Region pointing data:
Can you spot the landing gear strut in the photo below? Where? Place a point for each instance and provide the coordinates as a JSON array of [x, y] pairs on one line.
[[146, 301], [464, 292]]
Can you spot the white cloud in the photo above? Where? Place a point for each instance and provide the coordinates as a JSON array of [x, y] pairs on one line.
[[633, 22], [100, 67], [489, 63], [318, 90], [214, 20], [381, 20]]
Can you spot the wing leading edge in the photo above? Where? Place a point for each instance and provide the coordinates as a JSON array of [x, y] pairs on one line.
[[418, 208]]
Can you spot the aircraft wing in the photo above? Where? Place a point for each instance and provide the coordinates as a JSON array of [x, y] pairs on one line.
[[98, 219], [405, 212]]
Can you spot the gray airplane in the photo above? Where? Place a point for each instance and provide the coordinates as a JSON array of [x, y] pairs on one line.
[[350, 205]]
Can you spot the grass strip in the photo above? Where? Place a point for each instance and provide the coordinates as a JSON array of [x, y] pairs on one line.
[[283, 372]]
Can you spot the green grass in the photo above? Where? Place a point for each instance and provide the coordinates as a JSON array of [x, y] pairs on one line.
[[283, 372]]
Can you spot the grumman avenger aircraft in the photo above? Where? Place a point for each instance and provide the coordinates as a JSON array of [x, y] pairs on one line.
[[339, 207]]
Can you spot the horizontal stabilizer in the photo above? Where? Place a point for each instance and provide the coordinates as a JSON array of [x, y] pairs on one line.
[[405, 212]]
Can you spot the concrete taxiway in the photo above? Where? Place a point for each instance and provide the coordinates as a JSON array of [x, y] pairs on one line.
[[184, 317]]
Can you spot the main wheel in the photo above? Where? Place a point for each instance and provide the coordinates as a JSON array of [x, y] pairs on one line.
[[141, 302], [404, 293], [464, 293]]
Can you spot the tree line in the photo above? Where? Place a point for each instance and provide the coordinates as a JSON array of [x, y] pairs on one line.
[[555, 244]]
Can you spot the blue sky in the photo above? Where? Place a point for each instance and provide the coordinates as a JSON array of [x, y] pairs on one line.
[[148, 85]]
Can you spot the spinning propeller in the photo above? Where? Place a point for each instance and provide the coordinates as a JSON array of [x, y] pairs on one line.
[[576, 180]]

--- HOW TO COMPLETE THIS TASK ---
Repeat the records exactly, leaving out none of them.

--- EXERCISE OUTPUT ---
Can you spot the landing gear strut in the photo below? Where? Place a point for each instance and provide the coordinates as a JSON array of [x, y] pairs on one line.
[[146, 301], [464, 292]]
Can you spot the white cloud in the photo above? Where? Place a point for each instance and provide the coordinates as a JSON array of [x, y] pairs on one line.
[[633, 22], [100, 67], [489, 63], [318, 90], [214, 20], [381, 20]]
Can you spot the wing leading edge in the photo above? Where? Place a point for each instance and provide the coordinates as a JSON array of [x, y] pairs on one line.
[[418, 208]]
Can you spot the aircraft wing in the photo above? Where? Place a point for each instance and provide the coordinates as a JSON array of [x, y] pairs on one line.
[[98, 219], [405, 212]]
Can you spot the gray airplane in the photo above? Where? Place a point for each instance and provide the coordinates as a JSON array of [x, y] pairs on one line.
[[350, 205]]
Can you spot the grass strip in the photo above? Where? Place a point for each instance and provide the coordinates as a JSON array of [x, y] pairs on one line.
[[283, 372]]
Can you spot the green grass in the photo above? Where? Place a point for each instance and provide the coordinates as a JSON array of [x, y] pairs on one line.
[[283, 372]]
Can you spot the grumman avenger aircraft in the photo above? Where? Place a point for each instance and provide the coordinates as a JSON array of [x, y] pairs on one line.
[[339, 207]]
Can you spot the horizontal stabilizer in the photo above? Where? Place a point for each instance and provide the coordinates as a JSON array of [x, y] pairs on one line.
[[405, 212]]
Can you spot the concrete taxiway in the photo above? Where? Place a point for each instance and provide the coordinates as a JSON array of [x, y] pairs on one line.
[[184, 317]]
Can you spot the main wheel in the photo above? Where? Place a point for each instance and provide the coordinates as a JSON array of [x, y] pairs on one line.
[[141, 302], [404, 293], [464, 293]]
Can you spot the tree line in the photo above? Where? Place a point for each instance and provide the coordinates as a JSON array of [x, y] pairs on one line.
[[555, 244]]
Can you spot the blue sky in the photo above? Where? Place a point for each instance and provide the coordinates as a JSON array of [x, y] pairs on one line.
[[148, 85]]
Can you spot the spinning propeller in the photo above? Where? Place a point for each instance and provide the coordinates as a JSON array of [x, y] pairs on one line.
[[576, 180]]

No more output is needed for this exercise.